Text →
--
As part of the carbon capture storage (CCS) process, geologic sequestration (GS) refers to a suite of technologies that are deployed to reduce CO2 emissions to the atmosphere and help mitigate climate change. GS involves injecting CO2 into deep subsurface rock formations for long-term storage.
CO2 is first captured from fossil fueled power plants or other emission sources such as natural gas processing facilities, petroleum refineries, iron and steel foundries, ethylene plants, hydrogen production facilities, ammonia refineries, ethanol production facilities, ethylene oxide plants and cement kilns. Operators typically compress CO2 to convert it from a gaseous state to a supercritical fluid state where it exists at high pressures, exhibiting properties of both a liquid and a gas. The CO2 is then transported to GS sites, where in a supercritical state, it is injected into rock formations to depths greater than 800 meters (2,645 feet) for the purpose of maximizing capacity and storage.
When injected into an appropriate receiving formation, CO2 is sequestered by a combination of trapping mechanisms, including physical and geochemical processes. Physical trapping occurs when the relatively buoyant CO2 rises in the formation until it reaches a stratigraphic zone with low permeability that inhibits further upward migration. Physical trapping can also occur as residual CO2 is immobilized in formation pore spaces as disconnected droplets or bubbles at the trailing edge of the plume due to capillary forces. A portion of the CO2 will dissolve from the pure fluid phase into native groundwater and hydrocarbons. Geochemical trapping occurs when chemical reactions between the dissolved CO2 and minerals in the formation lead to the precipitation of solid carbonate minerals. The timeframe over which CO2 will be trapped by these mechanisms depends on properties of the receiving formation and the injected CO2 stream.
According to the United States Environmental Protection Agency (EPA), as of March 2023 a total of two commercial-scale Class VI wells are in operation in the U.S., with 73 projects awaiting permits. Due to the large CO2 injection volumes occurring and/or planned at these well sites, the relative buoyancy of CO2, its mobility within subsurface geologic formations, its corrosivity in the presence of water, and the potential presence of impurities in the captured CO2 stream, the EPA has determined that existing Underground Injection Control (UIC) regulations for Class VI wells are necessary to manage the unique nature of CO2 injection for GS. A critical component of these regulations encompasses monitoring, reporting and verification (MRV).
Monitoring, Reporting and Verification
Monitoring, reporting and verification associated with GS injection projects is an important component of the UIC program. MRV data can be used to verify that the injectate is safely confined in the target formation, minimize costs, maintain the efficiency of the storage operation, and confirm that injection zone pressure changes follow predictions.
--
Tasks to carry out →
**a.** Decide whether each statement agrees with the text on geologic sequestration, answering yes or no and quoting the words of the text that settle it: (i) CO2 is injected at depths greater than 800 meters; (ii) as of March 2023, 73 commercial-scale Class VI wells were operating in the U.S.; (iii) geochemical trapping leads to the precipitation of solid carbonate minerals.
**b.** From the text on geologic sequestration, reproduce word for word the stretch from "CO2 is first" through "capacity and storage.".
**c.** Carry on the text on geologic sequestration, starting right after its last sentence.

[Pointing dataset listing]
--
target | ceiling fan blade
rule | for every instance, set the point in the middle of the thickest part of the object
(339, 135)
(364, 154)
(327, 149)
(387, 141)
--
Outputs in order →
**a.**
(i) Yes: "it is injected into rock formations to depths greater than 800 meters (2,645 feet)"
(ii) No: "a total of two commercial-scale Class VI wells are in operation in the U.S., with 73 projects awaiting permits"
(iii) Yes: "chemical reactions between the dissolved CO2 and minerals in the formation lead to the precipitation of solid carbonate minerals"

**b.**
CO2 is first captured from fossil fueled power plants or other emission sources such as natural gas processing facilities, petroleum refineries, iron and steel foundries, ethylene plants, hydrogen production facilities, ammonia refineries, ethanol production facilities, ethylene oxide plants and cement kilns. Operators typically compress CO2 to convert it from a gaseous state to a supercritical fluid state where it exists at high pressures, exhibiting properties of both a liquid and a gas. The CO2 is then transported to GS sites, where in a supercritical state, it is injected into rock formations to depths greater than 800 meters (2,645 feet) for the purpose of maximizing capacity and storage.

**c.**
The EPA’s established MRV requirements for GS projects, including sub-seabed offshore formations, are built upon long standing programmatic requirements for underground injection in place since the 1980s, with periodic updates including the February 22, 2023 release, Geologic Sequestration of Carbon Dioxide, 40 CFR Part 98 Subpart RR. These requirements are designed to prevent CO2 movement into Underground Source of Drinking Waters (USDWs) by addressing the potential pathways through which injected CO2 fluids can migrate into USDWs and cause endangerment to human water usage supplies.
These mandates address the following: a) Site characterization with an assessment of the geologic, hydrogeologic, geochemical and geomechanical properties of the proposed GS site to ensure that wells are located in suitable formations; b) Well construction using materials that can withstand contact with CO2 over the life of the GS project; c) Computational modeling that accounts for the physical and chemical properties of the injected CO2 based on available site characterization, monitoring and operational data; and d) Periodic re-evaluation to incorporate monitoring and operational data and verify that the CO2 plume and the associated area of elevated pressure are moving as predicted within the subsurface.
GS sites are required to develop and implement a site-specific MRV plan which, once approved by the EPA, would be used to verify the amount of CO2 sequestered and to quantify emissions if injected CO2 leaks to the surface. The GS reports must include information to outline how monitoring will achieve surface detection and quantification of CO2, and the amount (flow rate) of injected CO2 for the mass balance equation that will be used to quantify the amount of CO2 sequestered by a facility.
Robust oversight must be maintained of the CO2 stream, injection pressures, integrity of the injection well, groundwater quality and geochemistry, and monitoring of the CO2 plume and position of the pressure front throughout injection. Additionally, comprehensive post-injection monitoring following cessation of injection is required to show the position of the CO2 plume and the associated area of elevated pressure to demonstrate that neither poses an endangerment to USDWs.
Mechanical Integrity Testing (MIT)
Injection well MIT is a critical component of the EPA’s UIC program’s requirements designed to ensure USDW protection from endangerment. Testing and monitoring the integrity of an injection well at an appropriate frequency throughout the injection operation, in conjunction with corrosion monitoring of well materials, can verify that the injection system is operating as intended or provide notice that there may be a loss of containment that may lead to endangerment of USDWs.
Routine MITs enable operators to ensure that well integrity is maintained from construction throughout the life of the injection project. UIC regulations require injection well operators to demonstrate both internal and external mechanical integrity.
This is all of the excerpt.